-- TASK BRIEF --
Carry the article on the Detroit moviegoer's lawsuit over AMC concession prices forward from its final sentence.

Posted on Wednesday, March 7th, 2012 by Germain Lussier
Going to the movies can be extremely expensive and one Detroit resident is doing something about it. Twenty-something Joshua Thompson was so upset over paying $8 for a soda and candy at his local AMC that he filed a class action lawsuit against the theater in hopes that prices would be dropped.
Does this man think he’s being forced to buy food at the theater? Does he not realize a theater makes the majority of money from concessions? Before anyone rallies behind Thompson, consider these questions and more after the jump.
The news of the lawsuit was first reported in the Detroit Free Press (via Cinemablend). You can head there for a lot of the particulars in the case, including input from a few law experts who believe the case will go nowhere.
One thing the article doesn’t mention, though, is how dependent theaters are on revenues from concessions. Though it varies from movie to movie and weekend to weekend, some studios can take upwards of 80% of ticket sales from a theater. Sometimes it’s more, sometimes it’s less. So though you think a $12 movie ticket is expensive, only about $2 potentially goes to the theater.

-- INFORMATION GIVEN --
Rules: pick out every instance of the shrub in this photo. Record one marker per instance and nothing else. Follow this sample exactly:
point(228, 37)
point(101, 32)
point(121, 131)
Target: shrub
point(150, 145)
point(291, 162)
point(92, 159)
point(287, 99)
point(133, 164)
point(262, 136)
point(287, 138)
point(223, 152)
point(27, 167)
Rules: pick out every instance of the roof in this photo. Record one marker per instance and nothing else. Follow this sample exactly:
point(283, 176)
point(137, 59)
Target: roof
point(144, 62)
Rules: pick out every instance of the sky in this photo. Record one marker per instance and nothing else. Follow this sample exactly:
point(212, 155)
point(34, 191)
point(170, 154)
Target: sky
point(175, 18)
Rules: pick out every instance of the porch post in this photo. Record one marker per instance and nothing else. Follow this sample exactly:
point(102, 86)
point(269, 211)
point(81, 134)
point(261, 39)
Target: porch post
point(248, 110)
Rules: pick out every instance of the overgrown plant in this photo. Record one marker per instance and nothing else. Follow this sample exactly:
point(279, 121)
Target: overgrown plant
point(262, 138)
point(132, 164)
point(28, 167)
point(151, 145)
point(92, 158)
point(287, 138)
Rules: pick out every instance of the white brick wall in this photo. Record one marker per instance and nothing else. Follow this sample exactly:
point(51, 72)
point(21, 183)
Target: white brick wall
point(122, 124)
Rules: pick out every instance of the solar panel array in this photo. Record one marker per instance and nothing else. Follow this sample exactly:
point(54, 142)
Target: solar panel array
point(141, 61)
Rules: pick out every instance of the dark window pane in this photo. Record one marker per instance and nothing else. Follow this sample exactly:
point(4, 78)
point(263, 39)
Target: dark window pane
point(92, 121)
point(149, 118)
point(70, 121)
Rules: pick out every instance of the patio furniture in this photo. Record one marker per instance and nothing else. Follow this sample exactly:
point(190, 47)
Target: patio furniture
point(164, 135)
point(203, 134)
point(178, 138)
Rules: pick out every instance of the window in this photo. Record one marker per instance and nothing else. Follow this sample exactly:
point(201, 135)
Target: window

-- SOLVED EXERCISE --
With such a small profit, how can they afford to pay for the theater, employees, utilities and more? Through concession sales. Sure you can buy a soda across the street for $1 and it costs $4 at the theater, but you’re paying not only for the convenience but also for the entire experience of movie going as a whole.
That’s why, if I buy concessions – which is not very often – I don’t mind paying a premium. It’s not like I’m being forced to spend $14 on a large popcorn and soda but I feel like it’s easy and I’m helping more people see more movies.
And those are just the simple fiscal facts of the issue. What annoys me even more is larger cultural context. What gives this guy the right to sue a company over the prices they charge? He’s not being forced to go there or patronize their theater. AMC isn’t a monopoly. If he’s unhappy, he has the right to voice that, but to think he and others deserve their money back is enraging. Why is his money more valuable than the money being used to give every other theater patron the pleasure of going to the movies? In a way, by suing the theater, he’s saying the food is more important than the movies themselves. And I disagree.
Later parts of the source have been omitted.